**** DATASET ENTRIES ****
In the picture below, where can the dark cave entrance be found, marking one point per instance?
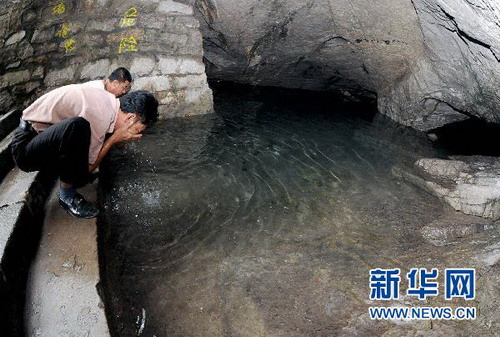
(470, 137)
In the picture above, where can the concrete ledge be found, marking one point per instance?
(6, 162)
(62, 297)
(22, 197)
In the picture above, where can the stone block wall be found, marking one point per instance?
(46, 44)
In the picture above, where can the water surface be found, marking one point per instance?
(264, 219)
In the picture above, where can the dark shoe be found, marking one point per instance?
(79, 207)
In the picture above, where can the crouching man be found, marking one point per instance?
(64, 131)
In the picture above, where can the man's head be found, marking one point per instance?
(137, 106)
(118, 82)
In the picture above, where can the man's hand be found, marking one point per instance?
(131, 131)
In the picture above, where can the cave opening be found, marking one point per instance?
(472, 136)
(262, 218)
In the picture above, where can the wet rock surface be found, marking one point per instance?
(469, 184)
(429, 62)
(265, 219)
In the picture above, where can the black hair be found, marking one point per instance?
(121, 75)
(141, 102)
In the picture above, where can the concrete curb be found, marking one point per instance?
(22, 199)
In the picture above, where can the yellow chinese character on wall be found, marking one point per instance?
(127, 44)
(60, 8)
(129, 17)
(69, 45)
(64, 31)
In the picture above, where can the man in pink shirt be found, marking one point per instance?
(65, 129)
(118, 82)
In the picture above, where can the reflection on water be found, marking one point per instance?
(262, 219)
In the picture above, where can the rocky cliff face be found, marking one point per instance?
(430, 62)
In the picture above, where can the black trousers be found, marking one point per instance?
(62, 148)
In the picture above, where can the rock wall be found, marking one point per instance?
(460, 75)
(429, 62)
(49, 44)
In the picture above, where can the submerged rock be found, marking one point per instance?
(469, 184)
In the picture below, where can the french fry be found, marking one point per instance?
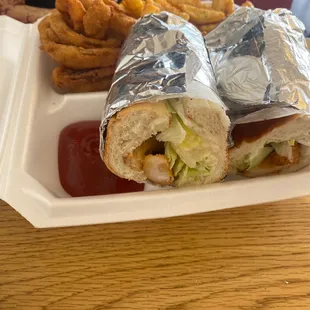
(219, 5)
(76, 11)
(150, 7)
(202, 16)
(248, 4)
(207, 28)
(230, 7)
(133, 7)
(166, 6)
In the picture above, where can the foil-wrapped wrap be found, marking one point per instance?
(163, 57)
(261, 62)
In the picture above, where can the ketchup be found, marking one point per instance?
(81, 170)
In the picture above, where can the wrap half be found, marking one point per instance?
(272, 146)
(164, 122)
(177, 141)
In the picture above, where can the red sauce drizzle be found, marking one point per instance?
(81, 170)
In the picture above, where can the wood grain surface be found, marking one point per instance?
(255, 257)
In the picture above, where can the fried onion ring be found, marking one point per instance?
(99, 79)
(69, 37)
(80, 58)
(96, 20)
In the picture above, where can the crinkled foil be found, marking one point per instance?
(163, 57)
(261, 63)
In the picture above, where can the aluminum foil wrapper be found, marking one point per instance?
(163, 57)
(261, 64)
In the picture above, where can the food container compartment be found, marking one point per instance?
(32, 117)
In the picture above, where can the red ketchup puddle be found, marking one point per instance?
(81, 170)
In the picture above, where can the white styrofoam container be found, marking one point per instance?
(32, 115)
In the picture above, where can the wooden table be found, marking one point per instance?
(248, 258)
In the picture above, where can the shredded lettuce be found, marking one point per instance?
(284, 149)
(188, 154)
(175, 133)
(253, 160)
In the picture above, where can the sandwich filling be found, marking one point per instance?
(272, 157)
(174, 155)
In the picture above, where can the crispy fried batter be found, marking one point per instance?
(150, 7)
(202, 16)
(43, 26)
(196, 3)
(133, 7)
(121, 23)
(79, 58)
(230, 7)
(69, 37)
(76, 11)
(207, 28)
(166, 6)
(99, 79)
(87, 3)
(157, 170)
(62, 6)
(96, 20)
(114, 6)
****
■ WHAT THIS TASK INVOLVES ■
Retype the whole listing exactly and leave the pictures out.

■ THE OUTPUT ■
In the picture below, where can the dark cave entrance be found, marking one point per instance?
(470, 137)
In the picture above, where can the concrete ledge be found, marking one point per instance?
(6, 162)
(62, 297)
(22, 197)
In the picture above, where can the stone block wall be found, marking one point per instance?
(46, 44)
In the picture above, where can the water surface be found, marking one point per instance?
(264, 219)
In the picture above, where can the dark shoe be found, marking one point per instance?
(79, 207)
In the picture above, where can the crouching man be found, marking one point per instance?
(64, 131)
In the picture above, where can the man's head be found, marking one point per instance?
(137, 106)
(118, 82)
In the picture above, where can the man's hand be found, marking one point per instance?
(131, 131)
In the picture above, where can the cave opening be found, marking one point per instance?
(472, 136)
(262, 218)
In the picture above, where can the wet rock surface be found, marking one point per instance?
(469, 184)
(429, 62)
(265, 219)
In the picture above, where can the black hair be found, marking one point per instance?
(121, 75)
(141, 102)
In the picture above, where can the concrete curb be found, marking one point per instance?
(22, 199)
In the picture above, where can the yellow chinese character on wall be found, marking one point per instance?
(127, 44)
(60, 8)
(129, 17)
(69, 45)
(64, 31)
In the picture above, where can the man in pink shirt be found, marking one point per instance?
(65, 129)
(118, 82)
In the picture above, where can the reflection on water be found, marking one point per instance?
(262, 219)
In the picture above, where can the rocky cliff face be found, marking one point per instance?
(430, 62)
In the picture above, where can the black trousers be found, marking one point per instance?
(62, 148)
In the picture above, where can the rock wall be found, marking one point per instance?
(460, 75)
(429, 62)
(49, 44)
In the picture above, where can the submerged rock be found, marking one point per instance?
(469, 184)
In the picture below, where can the french fry be found, marking one point per instance?
(219, 5)
(76, 11)
(150, 7)
(202, 16)
(248, 4)
(207, 28)
(230, 7)
(133, 7)
(166, 6)
In the picture above, where can the foil-wrapped wrap be found, marking one point per instance?
(163, 57)
(261, 62)
In the picture above, where can the ketchup be found, marking one point per instance?
(81, 170)
In the picture above, where can the wrap half be found, marking one point per instance?
(272, 146)
(164, 122)
(177, 141)
In the picture above, where can the red sauce drizzle be found, marking one point per instance?
(81, 170)
In the picture above, where can the wood grain surface be found, marking one point per instance?
(255, 257)
In the picture above, where can the fried onion ring be found, marking one point per instance?
(99, 79)
(69, 37)
(80, 58)
(96, 20)
In the picture above, where can the crinkled foil be found, marking one point per instance?
(163, 57)
(261, 63)
In the picture above, where can the aluminum foil wrapper be found, marking one point per instance?
(163, 57)
(261, 64)
In the picture above, where can the food container compartment be found, marking one point per instance?
(32, 117)
In the picture above, where can the red ketchup puddle be found, marking one point per instance?
(81, 170)
In the picture above, where can the white styrofoam container be found, marking one point per instance?
(32, 115)
In the picture above, where can the wooden table be found, marking one point per instance?
(248, 258)
In the picture above, where can the shredded lettuce be found, marking one point per instance?
(284, 149)
(188, 154)
(175, 133)
(253, 160)
In the picture above, where can the sandwich filling be found, marking one point per instance?
(272, 157)
(174, 155)
In the picture above, where can the crispy fried batter be found, marking one point per instance?
(150, 7)
(202, 16)
(43, 26)
(196, 3)
(133, 7)
(121, 23)
(79, 58)
(230, 7)
(69, 37)
(76, 11)
(207, 28)
(166, 6)
(99, 79)
(87, 3)
(157, 170)
(62, 6)
(96, 20)
(114, 6)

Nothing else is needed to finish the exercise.